MATERIAL TO PROCESS ▸
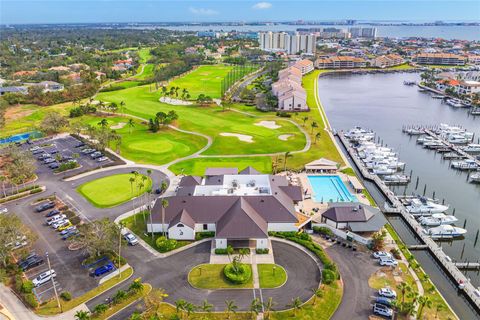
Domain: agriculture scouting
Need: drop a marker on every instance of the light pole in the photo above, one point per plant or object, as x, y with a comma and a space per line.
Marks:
53, 282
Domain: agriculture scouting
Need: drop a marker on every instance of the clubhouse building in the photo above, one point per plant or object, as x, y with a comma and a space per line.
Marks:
240, 207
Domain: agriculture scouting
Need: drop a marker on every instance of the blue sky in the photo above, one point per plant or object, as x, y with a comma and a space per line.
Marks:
60, 11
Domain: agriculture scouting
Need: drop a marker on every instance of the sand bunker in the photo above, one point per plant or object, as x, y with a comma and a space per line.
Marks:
175, 102
241, 137
268, 124
285, 137
120, 125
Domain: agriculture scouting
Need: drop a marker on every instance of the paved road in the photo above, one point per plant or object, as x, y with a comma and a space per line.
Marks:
355, 268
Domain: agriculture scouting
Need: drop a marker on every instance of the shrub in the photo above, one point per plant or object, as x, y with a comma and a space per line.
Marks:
65, 295
242, 276
328, 276
165, 245
30, 300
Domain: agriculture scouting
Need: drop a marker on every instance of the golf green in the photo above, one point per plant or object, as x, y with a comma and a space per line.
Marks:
113, 190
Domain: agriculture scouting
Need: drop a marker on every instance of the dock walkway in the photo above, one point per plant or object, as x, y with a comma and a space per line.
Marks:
398, 207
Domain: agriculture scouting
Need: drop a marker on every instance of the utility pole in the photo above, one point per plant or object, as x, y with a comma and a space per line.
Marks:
53, 283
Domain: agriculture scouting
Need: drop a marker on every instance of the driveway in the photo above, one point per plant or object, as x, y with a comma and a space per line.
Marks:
356, 268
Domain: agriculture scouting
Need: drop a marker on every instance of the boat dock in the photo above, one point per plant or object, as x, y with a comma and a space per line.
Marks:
396, 206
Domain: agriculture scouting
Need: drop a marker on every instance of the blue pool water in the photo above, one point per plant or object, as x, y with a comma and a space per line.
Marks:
330, 189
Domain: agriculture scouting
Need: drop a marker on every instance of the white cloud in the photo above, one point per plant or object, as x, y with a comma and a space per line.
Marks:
262, 5
203, 11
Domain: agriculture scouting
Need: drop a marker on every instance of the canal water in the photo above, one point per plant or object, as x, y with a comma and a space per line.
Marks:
382, 103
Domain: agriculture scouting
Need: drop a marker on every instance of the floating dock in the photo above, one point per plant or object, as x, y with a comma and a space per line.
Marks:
428, 243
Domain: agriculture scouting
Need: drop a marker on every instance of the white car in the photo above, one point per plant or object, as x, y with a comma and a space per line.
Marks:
387, 293
381, 254
43, 278
131, 239
388, 262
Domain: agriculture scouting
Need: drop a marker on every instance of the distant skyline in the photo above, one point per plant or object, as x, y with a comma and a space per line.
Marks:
91, 11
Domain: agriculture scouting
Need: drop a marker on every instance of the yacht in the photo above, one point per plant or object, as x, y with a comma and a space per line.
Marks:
467, 164
396, 179
437, 219
445, 232
422, 206
472, 148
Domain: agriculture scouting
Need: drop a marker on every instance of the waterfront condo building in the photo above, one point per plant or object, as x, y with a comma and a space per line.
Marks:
236, 206
446, 59
340, 62
290, 43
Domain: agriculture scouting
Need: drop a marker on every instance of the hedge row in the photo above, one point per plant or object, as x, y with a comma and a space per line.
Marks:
306, 241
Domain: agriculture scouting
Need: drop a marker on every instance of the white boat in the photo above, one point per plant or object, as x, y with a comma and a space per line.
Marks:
437, 219
422, 206
472, 148
467, 164
445, 232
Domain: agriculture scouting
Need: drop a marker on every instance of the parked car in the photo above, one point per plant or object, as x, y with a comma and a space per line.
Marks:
44, 277
381, 254
45, 206
103, 269
55, 218
131, 239
382, 310
385, 301
387, 293
53, 165
65, 226
52, 213
388, 262
48, 160
31, 263
96, 155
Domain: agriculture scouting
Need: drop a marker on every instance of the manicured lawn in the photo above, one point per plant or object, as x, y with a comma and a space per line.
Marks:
50, 308
197, 166
323, 309
111, 190
210, 276
270, 277
143, 146
205, 79
213, 121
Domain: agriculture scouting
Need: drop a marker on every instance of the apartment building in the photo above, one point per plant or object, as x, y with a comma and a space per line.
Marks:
388, 60
446, 59
290, 43
340, 62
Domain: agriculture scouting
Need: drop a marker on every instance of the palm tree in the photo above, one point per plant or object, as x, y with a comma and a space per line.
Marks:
164, 205
423, 301
295, 305
230, 308
255, 307
317, 293
305, 119
131, 124
82, 315
314, 125
268, 307
317, 136
286, 156
103, 123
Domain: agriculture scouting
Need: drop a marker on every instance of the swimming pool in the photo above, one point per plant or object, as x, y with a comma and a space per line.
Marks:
330, 189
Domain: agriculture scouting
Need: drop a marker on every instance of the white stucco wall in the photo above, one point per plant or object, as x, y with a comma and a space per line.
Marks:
199, 227
181, 233
220, 243
282, 227
262, 243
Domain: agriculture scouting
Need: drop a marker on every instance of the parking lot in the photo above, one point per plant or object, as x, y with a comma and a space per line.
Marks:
64, 149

EXERCISE DESCRIPTION ▸
The lines to return are those in the material above that hold "boat".

EXERCISE OUTPUT ▸
Need: drop a marker on every instance of the boat dock in the photo above, one point per plant or object, as x, y with a comma and a space per line.
Need: drop a marker on every instance of the white boat in the photo above, one point per plant or object, as x, y with a comma and a space per line.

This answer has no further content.